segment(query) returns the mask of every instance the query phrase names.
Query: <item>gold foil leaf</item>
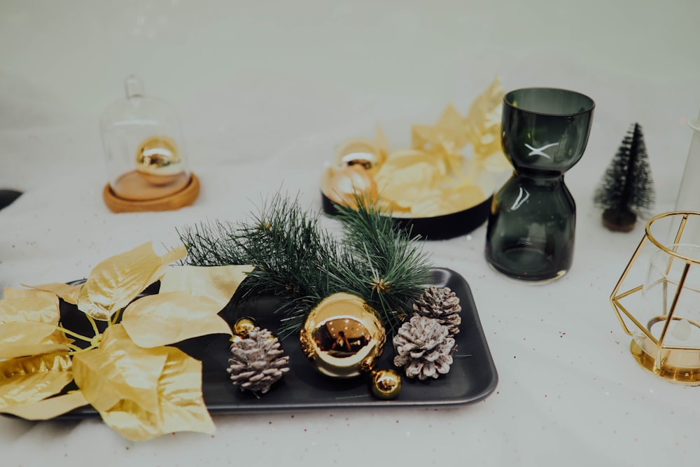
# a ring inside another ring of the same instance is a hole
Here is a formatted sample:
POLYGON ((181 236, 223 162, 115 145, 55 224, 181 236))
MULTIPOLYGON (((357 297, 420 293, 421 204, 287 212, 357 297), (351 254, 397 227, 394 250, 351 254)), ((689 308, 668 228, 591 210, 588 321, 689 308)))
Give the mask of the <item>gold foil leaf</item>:
MULTIPOLYGON (((502 153, 500 116, 503 88, 498 77, 489 88, 472 103, 464 119, 467 138, 474 146, 474 155, 483 159, 493 153, 502 153)), ((505 160, 505 156, 503 157, 505 160)), ((506 161, 507 162, 507 161, 506 161)))
POLYGON ((71 379, 66 354, 0 361, 0 412, 57 394, 71 379))
POLYGON ((139 347, 124 327, 117 324, 104 331, 99 347, 74 356, 74 377, 98 411, 130 400, 142 410, 153 412, 158 407, 158 381, 166 358, 162 348, 139 347))
POLYGON ((39 292, 24 295, 10 293, 10 296, 13 298, 0 300, 0 324, 15 322, 58 323, 60 312, 58 298, 55 295, 39 292))
POLYGON ((458 153, 469 142, 464 118, 452 105, 447 106, 435 126, 414 125, 411 130, 413 148, 428 151, 458 153))
POLYGON ((168 359, 158 380, 162 417, 161 433, 216 431, 202 394, 202 362, 169 347, 168 359))
POLYGON ((0 325, 0 358, 67 352, 64 336, 46 323, 7 323, 0 325))
POLYGON ((38 402, 8 407, 1 412, 25 420, 48 420, 87 405, 88 401, 83 393, 76 391, 38 402))
POLYGON ((202 395, 202 363, 174 347, 159 347, 167 359, 158 382, 158 405, 147 410, 122 399, 102 419, 125 438, 145 441, 176 431, 214 433, 202 395))
POLYGON ((58 295, 68 303, 76 305, 78 303, 78 295, 80 293, 80 288, 83 287, 83 284, 70 285, 68 284, 55 283, 45 284, 41 286, 24 286, 29 287, 37 291, 50 292, 58 295))
POLYGON ((136 300, 124 310, 122 325, 134 342, 155 347, 207 334, 231 334, 217 313, 217 300, 187 292, 161 292, 136 300))
POLYGON ((160 293, 182 291, 207 297, 218 303, 219 312, 253 268, 250 265, 171 267, 160 279, 160 293))
POLYGON ((80 289, 78 308, 95 319, 107 320, 160 278, 168 265, 187 256, 180 246, 158 256, 150 242, 94 267, 80 289))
+ + + +
Given instruction
Rewrite the lines from the beginning up to and including the line with "Give the mask", swapping "instance" for "object" and keeping everything else unchanged. Leave the pictures out.

Task output
segment(query) returns the mask of every object the query phrase names.
Query: <item>gold foil leaf</item>
# a ring inside another ring of the same object is a hole
Here is a formatted sample:
POLYGON ((181 236, 223 162, 115 145, 55 224, 181 236))
MULTIPOLYGON (((357 297, 420 293, 421 204, 287 212, 357 297), (351 254, 397 227, 394 250, 351 254)), ((689 308, 668 228, 591 210, 588 321, 689 308)))
Give the mask of the <item>gold foil leaf</item>:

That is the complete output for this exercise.